**任务说明**
根据原文摘录回答：
(a) 引物延伸反应以什么为模板？
(b) 哪一类相关引物能够得以延伸？
(c) 本方法可在什么水平对遗传病相关基因进行特异性检测？

**原文摘录**
_ _ _ _

SNP敏感性分子开关对神经性耳聋GJB3中C→T突变点的识别

Discrimination of C→T Point Mutation in GJB3 Senorineural Deafness by SNP-operated on/off Switch

目的 利用硫化修饰的碱基特异性引物与高保真DNA聚合酶所构成的对SNP敏感的“开 关”系统识别神经性耳聋GJB3中C→T突变点。方法 以非耳聋志愿者染色体DNA为模板 ,采用配对及三末端不配对的 3′硫化修饰引物 ,使用不同保真度DNA聚合酶进行引物延伸反应。结果 该方法仅能使野生型基因相关的引物得以延伸 ,而耳聋基因相关引物则不能延伸。结论 本方法可在单碱基水平对遗传病相关基因进行特异性检测 。

_ _ _ _

**所给数据**
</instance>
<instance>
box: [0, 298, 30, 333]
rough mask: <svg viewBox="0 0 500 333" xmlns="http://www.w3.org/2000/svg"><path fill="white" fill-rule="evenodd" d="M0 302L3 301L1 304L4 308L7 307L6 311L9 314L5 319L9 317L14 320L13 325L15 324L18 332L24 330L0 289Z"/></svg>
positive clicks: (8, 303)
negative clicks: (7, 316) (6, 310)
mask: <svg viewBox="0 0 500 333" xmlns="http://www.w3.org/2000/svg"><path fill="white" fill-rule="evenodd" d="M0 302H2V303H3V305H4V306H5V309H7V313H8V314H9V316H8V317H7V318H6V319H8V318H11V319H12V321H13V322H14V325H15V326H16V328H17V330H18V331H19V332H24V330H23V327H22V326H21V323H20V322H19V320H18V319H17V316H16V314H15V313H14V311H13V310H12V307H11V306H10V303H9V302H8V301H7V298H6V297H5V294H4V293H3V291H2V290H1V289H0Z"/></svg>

_ _ _ _

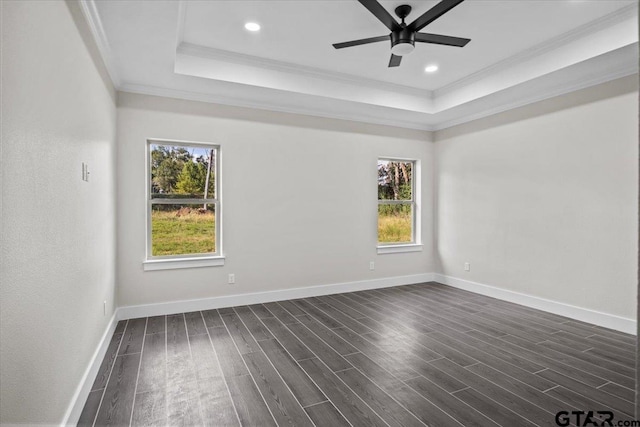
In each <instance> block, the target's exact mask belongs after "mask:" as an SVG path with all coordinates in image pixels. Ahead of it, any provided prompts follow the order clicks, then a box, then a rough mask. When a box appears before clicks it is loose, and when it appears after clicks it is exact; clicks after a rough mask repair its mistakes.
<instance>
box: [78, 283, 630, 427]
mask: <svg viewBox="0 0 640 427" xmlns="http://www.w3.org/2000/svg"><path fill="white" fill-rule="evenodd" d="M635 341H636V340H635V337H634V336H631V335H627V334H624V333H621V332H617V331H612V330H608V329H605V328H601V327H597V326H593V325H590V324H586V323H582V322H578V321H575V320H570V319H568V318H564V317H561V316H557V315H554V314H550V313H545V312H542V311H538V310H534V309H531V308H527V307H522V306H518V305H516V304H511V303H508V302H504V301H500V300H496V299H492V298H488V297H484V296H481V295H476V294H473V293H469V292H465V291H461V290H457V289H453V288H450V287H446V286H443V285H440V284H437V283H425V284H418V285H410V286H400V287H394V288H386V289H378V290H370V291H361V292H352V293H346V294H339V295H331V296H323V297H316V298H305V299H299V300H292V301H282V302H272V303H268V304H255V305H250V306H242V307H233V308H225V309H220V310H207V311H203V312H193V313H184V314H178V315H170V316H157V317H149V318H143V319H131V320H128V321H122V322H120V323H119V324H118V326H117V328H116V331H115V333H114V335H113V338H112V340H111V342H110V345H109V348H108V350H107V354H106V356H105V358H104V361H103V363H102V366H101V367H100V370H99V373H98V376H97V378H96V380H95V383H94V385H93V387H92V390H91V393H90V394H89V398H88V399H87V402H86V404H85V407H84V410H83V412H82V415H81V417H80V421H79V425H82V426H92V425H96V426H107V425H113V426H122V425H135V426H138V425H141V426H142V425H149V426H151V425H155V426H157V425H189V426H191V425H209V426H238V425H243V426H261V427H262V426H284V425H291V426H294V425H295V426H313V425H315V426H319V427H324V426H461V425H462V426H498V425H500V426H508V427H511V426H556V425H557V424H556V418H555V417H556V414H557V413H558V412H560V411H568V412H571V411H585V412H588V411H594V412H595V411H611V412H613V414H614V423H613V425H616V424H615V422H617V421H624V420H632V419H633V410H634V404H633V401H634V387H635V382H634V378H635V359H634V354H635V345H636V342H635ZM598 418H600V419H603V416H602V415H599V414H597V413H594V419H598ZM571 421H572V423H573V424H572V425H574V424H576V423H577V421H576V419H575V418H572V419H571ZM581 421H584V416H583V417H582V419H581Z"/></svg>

_ _ _ _

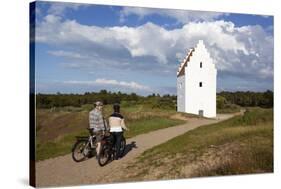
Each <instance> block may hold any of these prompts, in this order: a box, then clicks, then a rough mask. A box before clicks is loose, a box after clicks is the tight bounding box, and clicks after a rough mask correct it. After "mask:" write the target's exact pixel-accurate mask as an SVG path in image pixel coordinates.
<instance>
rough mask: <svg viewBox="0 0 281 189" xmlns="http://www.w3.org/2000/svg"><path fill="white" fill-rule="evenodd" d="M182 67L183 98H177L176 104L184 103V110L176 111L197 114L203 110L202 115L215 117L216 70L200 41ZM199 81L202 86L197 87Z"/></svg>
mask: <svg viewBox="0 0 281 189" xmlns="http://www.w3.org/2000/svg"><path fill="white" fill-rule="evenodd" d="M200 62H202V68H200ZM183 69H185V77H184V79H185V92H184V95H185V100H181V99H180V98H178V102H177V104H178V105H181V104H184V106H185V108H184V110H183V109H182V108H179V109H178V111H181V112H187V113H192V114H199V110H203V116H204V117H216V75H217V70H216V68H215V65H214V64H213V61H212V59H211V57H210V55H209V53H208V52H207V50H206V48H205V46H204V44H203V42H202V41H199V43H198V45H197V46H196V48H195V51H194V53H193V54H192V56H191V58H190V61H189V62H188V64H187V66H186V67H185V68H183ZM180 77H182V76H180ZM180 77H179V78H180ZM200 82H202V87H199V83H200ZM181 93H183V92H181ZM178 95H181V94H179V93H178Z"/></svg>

_ _ _ _

**本题解答**
(a) 非耳聋志愿者染色体DNA。
(b) 野生型基因相关的引物。
(c) 单碱基水平。